**** Stored rows ****

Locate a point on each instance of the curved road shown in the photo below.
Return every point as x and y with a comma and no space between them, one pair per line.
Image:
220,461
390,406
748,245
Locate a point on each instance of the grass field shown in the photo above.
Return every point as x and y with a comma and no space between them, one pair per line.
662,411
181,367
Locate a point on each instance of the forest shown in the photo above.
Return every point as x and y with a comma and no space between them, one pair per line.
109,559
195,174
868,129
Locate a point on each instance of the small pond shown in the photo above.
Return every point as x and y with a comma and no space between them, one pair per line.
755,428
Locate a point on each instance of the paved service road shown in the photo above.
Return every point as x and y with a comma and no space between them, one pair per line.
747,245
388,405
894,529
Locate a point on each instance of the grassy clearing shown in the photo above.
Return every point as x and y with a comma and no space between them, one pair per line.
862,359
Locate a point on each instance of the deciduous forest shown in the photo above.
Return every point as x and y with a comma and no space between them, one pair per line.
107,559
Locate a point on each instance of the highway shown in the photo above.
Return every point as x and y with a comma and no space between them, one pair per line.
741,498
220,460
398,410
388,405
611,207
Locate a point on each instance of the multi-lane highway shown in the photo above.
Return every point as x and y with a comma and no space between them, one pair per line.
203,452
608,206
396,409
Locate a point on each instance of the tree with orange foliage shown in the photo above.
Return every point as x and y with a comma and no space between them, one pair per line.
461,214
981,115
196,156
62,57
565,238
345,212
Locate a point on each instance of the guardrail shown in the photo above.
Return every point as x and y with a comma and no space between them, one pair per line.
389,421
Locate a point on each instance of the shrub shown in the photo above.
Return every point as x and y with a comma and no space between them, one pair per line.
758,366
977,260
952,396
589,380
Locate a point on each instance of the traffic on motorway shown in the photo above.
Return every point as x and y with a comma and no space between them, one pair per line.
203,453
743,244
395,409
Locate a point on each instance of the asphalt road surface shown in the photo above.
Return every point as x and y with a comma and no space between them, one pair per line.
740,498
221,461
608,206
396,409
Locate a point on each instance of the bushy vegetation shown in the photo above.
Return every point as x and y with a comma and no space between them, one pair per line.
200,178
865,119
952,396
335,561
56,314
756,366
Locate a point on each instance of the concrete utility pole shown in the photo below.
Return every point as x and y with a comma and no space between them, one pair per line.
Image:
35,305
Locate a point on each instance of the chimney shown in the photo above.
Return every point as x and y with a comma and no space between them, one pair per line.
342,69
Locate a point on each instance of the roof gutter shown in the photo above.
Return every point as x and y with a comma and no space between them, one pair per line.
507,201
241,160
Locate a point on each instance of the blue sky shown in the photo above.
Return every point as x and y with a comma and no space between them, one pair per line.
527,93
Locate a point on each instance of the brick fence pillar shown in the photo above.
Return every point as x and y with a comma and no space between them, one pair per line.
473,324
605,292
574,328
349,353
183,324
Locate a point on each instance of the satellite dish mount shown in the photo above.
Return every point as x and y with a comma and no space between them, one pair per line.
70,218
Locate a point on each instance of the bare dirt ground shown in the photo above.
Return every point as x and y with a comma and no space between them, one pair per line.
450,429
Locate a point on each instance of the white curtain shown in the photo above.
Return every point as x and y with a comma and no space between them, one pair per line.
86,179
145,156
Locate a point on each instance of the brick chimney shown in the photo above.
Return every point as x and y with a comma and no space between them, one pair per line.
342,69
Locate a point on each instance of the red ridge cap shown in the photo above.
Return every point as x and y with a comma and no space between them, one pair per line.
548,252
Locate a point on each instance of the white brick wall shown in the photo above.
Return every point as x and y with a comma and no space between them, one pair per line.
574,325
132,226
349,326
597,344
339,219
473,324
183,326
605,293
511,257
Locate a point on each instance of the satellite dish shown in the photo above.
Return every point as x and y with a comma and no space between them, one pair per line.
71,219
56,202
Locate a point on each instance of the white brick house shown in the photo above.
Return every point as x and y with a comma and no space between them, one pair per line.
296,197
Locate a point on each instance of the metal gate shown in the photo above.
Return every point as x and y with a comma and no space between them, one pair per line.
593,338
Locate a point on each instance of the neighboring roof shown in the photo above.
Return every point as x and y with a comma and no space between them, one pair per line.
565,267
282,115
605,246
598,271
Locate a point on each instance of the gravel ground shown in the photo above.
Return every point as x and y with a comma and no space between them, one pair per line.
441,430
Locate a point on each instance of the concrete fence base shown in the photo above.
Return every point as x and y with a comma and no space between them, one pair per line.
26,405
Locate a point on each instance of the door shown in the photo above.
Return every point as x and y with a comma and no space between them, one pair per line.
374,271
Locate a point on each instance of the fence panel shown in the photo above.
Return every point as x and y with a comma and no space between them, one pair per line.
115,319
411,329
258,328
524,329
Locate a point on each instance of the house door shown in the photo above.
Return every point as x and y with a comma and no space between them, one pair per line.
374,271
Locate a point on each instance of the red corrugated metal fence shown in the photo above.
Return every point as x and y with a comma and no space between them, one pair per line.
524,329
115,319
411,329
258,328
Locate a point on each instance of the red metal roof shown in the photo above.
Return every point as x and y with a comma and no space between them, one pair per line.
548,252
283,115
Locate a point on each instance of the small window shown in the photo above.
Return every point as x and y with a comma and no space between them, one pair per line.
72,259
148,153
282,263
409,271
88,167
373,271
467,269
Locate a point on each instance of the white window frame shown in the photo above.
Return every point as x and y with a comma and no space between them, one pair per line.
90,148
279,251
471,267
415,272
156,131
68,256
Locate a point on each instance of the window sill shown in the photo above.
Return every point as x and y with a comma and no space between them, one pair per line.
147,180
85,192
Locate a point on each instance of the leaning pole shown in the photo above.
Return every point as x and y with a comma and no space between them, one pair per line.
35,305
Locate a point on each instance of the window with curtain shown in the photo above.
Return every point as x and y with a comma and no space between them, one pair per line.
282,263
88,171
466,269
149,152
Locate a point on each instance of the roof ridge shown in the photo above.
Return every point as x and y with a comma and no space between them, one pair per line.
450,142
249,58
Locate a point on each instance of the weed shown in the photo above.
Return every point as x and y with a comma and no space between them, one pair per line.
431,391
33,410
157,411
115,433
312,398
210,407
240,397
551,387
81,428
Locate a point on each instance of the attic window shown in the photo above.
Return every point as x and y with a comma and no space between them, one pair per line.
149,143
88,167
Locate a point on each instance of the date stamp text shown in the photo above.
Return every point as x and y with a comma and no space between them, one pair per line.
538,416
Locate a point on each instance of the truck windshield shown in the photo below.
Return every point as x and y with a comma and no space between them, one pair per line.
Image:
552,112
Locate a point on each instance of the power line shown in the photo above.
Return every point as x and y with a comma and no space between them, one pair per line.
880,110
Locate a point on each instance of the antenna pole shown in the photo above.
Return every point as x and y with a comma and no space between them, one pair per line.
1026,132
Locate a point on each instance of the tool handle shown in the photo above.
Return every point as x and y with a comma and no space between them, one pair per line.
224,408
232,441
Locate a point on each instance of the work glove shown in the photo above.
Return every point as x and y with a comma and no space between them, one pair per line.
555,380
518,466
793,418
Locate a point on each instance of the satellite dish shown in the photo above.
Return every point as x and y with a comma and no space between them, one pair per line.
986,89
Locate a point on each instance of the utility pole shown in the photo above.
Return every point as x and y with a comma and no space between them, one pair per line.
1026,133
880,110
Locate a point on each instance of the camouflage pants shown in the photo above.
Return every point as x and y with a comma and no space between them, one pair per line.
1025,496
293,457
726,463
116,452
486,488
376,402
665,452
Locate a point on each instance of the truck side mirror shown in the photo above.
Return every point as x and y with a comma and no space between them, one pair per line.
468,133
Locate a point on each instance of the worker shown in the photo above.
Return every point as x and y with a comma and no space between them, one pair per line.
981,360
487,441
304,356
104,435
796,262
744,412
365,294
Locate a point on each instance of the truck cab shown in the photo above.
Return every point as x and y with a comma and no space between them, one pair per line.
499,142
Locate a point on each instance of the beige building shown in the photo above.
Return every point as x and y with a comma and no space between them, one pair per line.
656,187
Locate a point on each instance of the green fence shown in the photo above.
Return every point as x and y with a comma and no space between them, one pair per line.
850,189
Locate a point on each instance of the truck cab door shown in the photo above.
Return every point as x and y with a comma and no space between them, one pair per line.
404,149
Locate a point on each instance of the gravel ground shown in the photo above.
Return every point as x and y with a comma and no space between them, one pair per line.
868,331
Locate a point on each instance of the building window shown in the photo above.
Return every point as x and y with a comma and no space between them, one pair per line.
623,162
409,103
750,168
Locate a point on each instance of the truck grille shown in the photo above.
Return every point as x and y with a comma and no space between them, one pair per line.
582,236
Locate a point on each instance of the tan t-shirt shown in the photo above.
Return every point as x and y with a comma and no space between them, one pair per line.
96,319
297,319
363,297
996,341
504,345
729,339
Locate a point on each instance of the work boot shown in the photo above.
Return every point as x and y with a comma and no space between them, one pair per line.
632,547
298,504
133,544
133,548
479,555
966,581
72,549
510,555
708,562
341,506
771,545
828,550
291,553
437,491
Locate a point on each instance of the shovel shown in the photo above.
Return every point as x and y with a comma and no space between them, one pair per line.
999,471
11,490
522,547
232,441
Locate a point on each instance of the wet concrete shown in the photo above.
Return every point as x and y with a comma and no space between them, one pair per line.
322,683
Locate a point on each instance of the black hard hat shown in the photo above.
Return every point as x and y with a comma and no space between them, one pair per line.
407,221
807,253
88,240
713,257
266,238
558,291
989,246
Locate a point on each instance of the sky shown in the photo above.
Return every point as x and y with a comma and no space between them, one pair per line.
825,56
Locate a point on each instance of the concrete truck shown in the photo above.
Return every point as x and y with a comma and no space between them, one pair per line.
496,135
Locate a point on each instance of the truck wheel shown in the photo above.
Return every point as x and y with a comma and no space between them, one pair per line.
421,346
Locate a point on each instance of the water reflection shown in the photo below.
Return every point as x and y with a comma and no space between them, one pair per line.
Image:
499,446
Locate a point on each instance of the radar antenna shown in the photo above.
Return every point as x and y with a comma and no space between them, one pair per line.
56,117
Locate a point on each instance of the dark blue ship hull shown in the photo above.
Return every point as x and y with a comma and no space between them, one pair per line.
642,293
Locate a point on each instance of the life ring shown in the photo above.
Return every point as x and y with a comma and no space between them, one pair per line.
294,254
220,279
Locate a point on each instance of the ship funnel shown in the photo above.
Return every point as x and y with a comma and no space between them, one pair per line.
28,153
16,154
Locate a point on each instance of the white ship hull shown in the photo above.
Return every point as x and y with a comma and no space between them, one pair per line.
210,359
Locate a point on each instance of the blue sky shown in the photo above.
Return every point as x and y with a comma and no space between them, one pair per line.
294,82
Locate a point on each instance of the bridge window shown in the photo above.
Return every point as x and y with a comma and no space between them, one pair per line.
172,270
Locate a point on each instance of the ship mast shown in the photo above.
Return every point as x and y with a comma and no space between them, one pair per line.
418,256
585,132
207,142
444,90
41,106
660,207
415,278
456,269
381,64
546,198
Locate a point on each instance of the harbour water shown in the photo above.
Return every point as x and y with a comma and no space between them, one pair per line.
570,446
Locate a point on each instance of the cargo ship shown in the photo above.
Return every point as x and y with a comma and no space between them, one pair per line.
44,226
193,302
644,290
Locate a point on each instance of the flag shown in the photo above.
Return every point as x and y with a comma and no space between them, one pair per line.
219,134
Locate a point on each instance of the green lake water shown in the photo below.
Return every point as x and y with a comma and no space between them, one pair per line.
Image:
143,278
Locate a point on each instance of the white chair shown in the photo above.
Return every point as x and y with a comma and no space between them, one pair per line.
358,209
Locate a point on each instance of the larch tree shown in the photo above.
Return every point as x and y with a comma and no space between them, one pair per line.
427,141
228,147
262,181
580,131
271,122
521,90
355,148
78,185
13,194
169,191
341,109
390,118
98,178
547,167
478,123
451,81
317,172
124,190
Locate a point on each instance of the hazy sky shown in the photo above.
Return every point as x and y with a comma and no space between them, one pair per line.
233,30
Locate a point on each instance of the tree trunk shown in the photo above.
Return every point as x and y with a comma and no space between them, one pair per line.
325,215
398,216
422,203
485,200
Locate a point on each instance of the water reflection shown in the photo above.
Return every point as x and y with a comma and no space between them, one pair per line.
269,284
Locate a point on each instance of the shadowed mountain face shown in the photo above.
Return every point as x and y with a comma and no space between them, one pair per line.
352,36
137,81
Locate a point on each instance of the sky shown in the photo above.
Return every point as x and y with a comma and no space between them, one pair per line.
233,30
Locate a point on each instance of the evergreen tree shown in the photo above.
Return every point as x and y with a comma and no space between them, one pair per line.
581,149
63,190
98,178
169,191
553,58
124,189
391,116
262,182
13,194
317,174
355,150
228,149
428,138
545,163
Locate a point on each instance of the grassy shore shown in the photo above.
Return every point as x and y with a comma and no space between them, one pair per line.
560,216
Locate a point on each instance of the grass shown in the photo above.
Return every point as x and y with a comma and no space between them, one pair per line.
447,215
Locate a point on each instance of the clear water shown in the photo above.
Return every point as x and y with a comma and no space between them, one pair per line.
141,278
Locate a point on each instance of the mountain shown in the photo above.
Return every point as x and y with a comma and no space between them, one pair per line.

****

Reproduce exactly the lines from the one containing "Locate a point on each instance of the evergreen" through the last line of the records above, including both, and nothing else.

Locate a point on each instance of the evergreen tree shown in the photo above.
Return every point as x and y with a comma and no space between them, one pair per line.
581,149
63,190
98,178
169,191
553,58
124,189
391,116
262,182
13,194
317,174
355,150
228,149
428,138
545,163
Locate a point on each instance of the grassy shore shown in the photo above.
Return every point as x and y with a comma and no space between them, one pair per line.
560,216
Locate a point on each instance of the grass shown in the photo above.
Return every point as x and y with a comma and no space between them, one pair per line.
447,215
Locate a point on each instance of the clear water shown in the photo above.
Return every point as x and y with a comma and no space between them, one pair per line.
141,278
Locate a point on each instance of the mountain shown in the photo above.
Return every point as x and y with a comma and no space between them, one pair per line.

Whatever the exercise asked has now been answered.